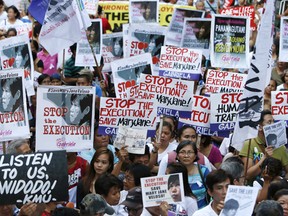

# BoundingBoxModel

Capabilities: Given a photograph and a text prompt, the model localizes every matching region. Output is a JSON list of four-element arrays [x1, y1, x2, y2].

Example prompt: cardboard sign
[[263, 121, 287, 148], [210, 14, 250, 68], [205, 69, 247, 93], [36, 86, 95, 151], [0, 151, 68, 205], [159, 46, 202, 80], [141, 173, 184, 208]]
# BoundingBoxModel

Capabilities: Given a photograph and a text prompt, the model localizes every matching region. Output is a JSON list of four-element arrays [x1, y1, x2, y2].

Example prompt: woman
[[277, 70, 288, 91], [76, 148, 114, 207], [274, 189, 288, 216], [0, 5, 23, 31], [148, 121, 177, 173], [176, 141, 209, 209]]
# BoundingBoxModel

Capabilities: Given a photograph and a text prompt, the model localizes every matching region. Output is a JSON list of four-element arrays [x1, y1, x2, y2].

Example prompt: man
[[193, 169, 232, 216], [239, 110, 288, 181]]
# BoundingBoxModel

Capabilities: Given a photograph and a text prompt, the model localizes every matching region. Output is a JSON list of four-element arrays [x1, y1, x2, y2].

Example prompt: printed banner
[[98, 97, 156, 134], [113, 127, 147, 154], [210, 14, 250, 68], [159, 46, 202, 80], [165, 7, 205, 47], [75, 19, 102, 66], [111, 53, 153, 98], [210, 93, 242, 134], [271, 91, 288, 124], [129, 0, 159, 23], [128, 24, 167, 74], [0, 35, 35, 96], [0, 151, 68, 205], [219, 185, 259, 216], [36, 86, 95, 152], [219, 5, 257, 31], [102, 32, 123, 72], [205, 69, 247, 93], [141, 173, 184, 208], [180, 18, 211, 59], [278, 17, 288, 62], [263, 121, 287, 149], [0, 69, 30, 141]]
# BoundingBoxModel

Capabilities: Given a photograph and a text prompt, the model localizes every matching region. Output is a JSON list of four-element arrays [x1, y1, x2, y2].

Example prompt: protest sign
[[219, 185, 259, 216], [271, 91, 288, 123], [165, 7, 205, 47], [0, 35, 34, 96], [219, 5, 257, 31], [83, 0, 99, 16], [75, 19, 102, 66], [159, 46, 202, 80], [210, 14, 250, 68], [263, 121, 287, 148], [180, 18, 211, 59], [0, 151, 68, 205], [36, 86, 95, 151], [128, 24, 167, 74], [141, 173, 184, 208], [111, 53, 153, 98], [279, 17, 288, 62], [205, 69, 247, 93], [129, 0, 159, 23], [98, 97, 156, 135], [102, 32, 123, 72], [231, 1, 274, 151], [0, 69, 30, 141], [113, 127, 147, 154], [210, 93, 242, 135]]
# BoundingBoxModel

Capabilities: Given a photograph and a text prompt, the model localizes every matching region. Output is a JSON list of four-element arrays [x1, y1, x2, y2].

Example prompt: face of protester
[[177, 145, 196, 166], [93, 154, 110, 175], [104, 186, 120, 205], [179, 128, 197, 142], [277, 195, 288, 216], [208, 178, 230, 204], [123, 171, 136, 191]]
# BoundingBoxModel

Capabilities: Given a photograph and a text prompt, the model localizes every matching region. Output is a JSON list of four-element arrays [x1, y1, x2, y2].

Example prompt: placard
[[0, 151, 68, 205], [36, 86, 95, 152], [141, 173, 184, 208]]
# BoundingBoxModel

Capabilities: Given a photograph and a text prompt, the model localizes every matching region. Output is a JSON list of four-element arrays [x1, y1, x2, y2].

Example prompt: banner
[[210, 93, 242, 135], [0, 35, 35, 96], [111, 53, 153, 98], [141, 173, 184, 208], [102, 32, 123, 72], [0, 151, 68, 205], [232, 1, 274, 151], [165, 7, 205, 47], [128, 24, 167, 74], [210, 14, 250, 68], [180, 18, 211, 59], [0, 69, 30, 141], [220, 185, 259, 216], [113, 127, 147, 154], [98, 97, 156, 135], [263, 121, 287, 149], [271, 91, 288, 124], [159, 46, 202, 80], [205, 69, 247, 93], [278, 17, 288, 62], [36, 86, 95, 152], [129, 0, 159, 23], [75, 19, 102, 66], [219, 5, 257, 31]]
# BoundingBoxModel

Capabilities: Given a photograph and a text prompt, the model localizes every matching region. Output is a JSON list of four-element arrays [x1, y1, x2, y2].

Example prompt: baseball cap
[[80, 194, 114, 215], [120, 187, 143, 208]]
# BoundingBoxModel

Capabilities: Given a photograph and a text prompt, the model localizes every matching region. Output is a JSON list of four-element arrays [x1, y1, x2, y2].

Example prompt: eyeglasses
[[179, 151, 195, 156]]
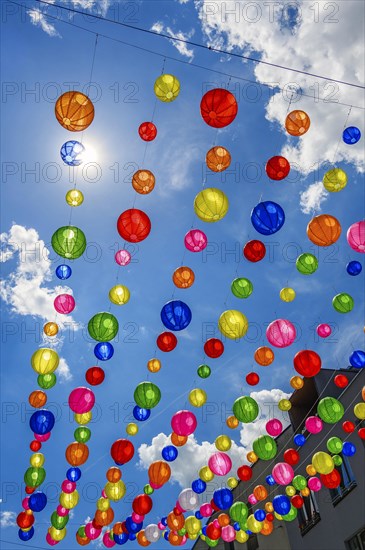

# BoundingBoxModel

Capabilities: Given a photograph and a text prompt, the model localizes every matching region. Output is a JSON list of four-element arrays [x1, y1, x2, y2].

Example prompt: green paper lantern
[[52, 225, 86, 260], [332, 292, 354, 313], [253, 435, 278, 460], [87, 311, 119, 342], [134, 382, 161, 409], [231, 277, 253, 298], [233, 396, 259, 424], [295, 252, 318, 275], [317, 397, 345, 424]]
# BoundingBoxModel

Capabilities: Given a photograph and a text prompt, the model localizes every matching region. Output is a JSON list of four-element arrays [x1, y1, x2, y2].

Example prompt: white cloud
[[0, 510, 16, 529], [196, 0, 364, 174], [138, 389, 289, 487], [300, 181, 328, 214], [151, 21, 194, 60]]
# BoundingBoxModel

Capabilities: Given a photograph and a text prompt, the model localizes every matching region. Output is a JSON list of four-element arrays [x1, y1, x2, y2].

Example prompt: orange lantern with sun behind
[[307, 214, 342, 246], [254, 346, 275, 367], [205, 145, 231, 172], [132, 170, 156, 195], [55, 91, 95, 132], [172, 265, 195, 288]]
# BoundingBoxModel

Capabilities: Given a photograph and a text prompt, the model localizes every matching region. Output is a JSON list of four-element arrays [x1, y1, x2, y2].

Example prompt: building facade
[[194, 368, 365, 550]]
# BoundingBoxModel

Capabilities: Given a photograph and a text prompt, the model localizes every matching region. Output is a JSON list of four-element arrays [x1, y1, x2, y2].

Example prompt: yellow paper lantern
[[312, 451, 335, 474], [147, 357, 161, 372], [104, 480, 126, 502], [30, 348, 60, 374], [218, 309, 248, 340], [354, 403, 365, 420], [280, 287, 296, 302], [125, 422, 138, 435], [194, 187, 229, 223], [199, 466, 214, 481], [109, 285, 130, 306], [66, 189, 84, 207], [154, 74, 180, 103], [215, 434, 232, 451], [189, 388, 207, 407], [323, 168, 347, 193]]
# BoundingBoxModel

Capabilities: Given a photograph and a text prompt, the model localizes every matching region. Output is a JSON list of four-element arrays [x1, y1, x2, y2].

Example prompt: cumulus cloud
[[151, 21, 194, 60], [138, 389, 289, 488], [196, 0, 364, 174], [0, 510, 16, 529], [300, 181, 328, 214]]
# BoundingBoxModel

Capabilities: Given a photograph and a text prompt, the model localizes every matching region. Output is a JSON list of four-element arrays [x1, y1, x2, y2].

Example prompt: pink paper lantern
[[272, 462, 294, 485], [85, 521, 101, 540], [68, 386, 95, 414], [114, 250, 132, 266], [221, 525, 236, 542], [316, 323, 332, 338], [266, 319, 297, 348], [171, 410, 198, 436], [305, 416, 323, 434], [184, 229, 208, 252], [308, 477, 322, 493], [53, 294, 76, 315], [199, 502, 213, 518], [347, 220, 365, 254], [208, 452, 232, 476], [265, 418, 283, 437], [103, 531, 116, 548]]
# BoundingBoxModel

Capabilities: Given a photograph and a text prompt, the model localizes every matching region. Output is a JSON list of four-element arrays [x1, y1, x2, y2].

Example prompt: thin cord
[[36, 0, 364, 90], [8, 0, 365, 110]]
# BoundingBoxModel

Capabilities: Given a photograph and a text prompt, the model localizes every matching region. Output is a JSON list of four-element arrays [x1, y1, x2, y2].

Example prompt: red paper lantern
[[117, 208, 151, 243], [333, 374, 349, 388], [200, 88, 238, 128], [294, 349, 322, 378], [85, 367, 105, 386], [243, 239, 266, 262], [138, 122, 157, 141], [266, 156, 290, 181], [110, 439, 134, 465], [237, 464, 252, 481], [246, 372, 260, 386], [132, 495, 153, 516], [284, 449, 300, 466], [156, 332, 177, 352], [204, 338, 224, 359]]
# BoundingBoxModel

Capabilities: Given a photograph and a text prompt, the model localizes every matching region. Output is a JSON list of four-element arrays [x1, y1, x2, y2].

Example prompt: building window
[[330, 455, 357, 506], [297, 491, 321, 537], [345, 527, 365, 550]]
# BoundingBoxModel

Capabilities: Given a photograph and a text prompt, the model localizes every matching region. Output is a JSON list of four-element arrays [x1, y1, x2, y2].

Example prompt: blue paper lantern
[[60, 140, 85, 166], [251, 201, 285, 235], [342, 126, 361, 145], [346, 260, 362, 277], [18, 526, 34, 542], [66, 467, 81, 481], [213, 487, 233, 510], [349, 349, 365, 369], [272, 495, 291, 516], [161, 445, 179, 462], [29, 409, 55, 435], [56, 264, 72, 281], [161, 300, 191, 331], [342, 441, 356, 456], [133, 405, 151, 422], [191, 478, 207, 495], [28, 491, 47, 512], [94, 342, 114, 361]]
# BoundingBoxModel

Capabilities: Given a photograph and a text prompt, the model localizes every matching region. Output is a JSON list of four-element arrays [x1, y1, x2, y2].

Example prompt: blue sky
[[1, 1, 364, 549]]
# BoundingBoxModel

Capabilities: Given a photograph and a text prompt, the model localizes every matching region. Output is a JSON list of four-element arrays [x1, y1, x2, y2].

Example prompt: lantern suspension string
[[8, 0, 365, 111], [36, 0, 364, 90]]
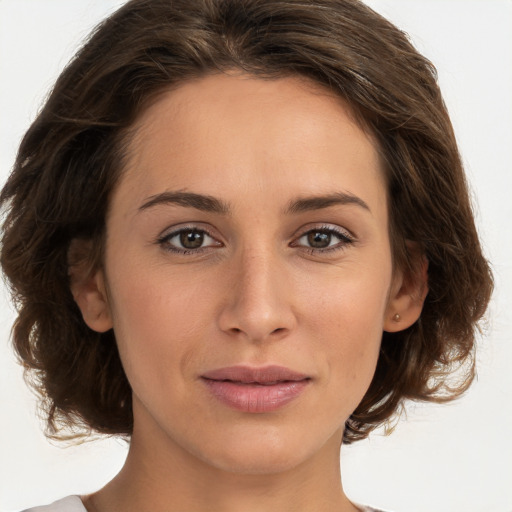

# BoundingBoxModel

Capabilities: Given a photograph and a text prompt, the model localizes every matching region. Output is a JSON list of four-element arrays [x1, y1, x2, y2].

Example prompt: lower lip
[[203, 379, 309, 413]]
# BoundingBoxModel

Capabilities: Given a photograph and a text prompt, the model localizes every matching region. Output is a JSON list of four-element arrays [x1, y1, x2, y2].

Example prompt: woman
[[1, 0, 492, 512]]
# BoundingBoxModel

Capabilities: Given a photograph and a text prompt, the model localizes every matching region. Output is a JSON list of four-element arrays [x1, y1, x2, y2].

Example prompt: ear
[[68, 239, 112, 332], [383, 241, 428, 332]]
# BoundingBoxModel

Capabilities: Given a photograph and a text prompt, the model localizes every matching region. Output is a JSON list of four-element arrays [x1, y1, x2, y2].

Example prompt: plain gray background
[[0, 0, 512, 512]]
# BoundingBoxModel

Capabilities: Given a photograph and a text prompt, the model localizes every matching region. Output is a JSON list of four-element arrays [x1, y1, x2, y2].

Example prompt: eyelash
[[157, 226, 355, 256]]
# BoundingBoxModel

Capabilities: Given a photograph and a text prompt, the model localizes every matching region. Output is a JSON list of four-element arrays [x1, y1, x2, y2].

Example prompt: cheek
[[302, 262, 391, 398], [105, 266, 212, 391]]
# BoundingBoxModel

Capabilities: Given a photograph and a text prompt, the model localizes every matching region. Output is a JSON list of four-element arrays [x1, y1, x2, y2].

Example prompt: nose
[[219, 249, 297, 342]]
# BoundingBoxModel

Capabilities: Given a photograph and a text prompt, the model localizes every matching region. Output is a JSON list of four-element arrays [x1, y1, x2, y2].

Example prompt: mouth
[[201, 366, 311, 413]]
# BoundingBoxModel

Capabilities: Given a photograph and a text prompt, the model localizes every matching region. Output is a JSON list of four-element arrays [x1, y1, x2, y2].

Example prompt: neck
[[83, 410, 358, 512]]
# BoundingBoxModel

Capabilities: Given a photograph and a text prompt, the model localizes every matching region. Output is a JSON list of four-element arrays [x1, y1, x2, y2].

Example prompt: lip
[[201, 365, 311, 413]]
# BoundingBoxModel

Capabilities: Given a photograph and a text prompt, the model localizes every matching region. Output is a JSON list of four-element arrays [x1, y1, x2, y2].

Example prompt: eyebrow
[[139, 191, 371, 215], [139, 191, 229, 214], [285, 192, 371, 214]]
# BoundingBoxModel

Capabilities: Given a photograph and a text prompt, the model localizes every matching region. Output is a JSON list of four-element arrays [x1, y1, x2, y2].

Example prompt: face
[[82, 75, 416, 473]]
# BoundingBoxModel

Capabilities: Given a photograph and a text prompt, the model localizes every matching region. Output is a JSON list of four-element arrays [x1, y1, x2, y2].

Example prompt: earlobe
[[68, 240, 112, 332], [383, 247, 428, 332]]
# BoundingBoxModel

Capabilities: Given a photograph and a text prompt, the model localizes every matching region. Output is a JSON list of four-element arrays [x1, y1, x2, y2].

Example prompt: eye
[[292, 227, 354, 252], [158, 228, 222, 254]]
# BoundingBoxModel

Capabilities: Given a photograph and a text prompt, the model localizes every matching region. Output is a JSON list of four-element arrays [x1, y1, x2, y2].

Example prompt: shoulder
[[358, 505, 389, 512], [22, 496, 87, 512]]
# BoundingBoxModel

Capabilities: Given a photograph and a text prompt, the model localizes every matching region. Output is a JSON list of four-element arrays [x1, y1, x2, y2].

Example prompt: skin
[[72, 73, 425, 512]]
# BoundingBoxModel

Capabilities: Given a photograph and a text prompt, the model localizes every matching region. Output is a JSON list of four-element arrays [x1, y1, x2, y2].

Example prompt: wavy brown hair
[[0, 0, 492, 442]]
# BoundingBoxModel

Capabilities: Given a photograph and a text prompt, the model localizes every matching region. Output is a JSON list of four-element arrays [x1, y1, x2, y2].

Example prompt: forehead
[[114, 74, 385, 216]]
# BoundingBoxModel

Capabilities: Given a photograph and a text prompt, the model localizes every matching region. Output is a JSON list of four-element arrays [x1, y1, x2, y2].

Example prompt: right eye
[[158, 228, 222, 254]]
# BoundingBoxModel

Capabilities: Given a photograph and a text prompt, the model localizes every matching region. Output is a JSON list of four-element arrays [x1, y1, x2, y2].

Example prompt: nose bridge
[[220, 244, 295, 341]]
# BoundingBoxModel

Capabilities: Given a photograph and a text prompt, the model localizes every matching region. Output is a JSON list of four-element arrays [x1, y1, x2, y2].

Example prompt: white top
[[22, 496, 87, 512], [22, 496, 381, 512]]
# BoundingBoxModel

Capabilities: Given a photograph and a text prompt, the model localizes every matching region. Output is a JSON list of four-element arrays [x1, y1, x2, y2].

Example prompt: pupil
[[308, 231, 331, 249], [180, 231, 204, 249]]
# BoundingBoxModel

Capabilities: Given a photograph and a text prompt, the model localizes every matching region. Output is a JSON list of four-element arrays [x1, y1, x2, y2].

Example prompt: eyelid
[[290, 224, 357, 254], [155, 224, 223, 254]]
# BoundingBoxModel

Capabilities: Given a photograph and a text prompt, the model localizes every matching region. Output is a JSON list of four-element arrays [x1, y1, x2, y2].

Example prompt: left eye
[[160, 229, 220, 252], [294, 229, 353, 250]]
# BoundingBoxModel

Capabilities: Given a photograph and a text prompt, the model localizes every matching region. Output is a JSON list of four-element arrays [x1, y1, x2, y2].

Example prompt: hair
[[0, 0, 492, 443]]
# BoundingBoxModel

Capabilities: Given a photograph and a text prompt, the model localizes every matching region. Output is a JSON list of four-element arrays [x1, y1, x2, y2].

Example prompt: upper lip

EXERCISE AIM: Copy the data word for word, from its start up to and including the line with "Example prompt: cardboard sign". Leave the pictures out of your copy.

ANSWER IN FULL:
# BoundingBoxModel

Capabilities: Given a photograph and a text prompt, the model localizes every matching region. Output is a JSON list of four-element arrays [x1, y1, x2, y2].

Example prompt: cardboard sign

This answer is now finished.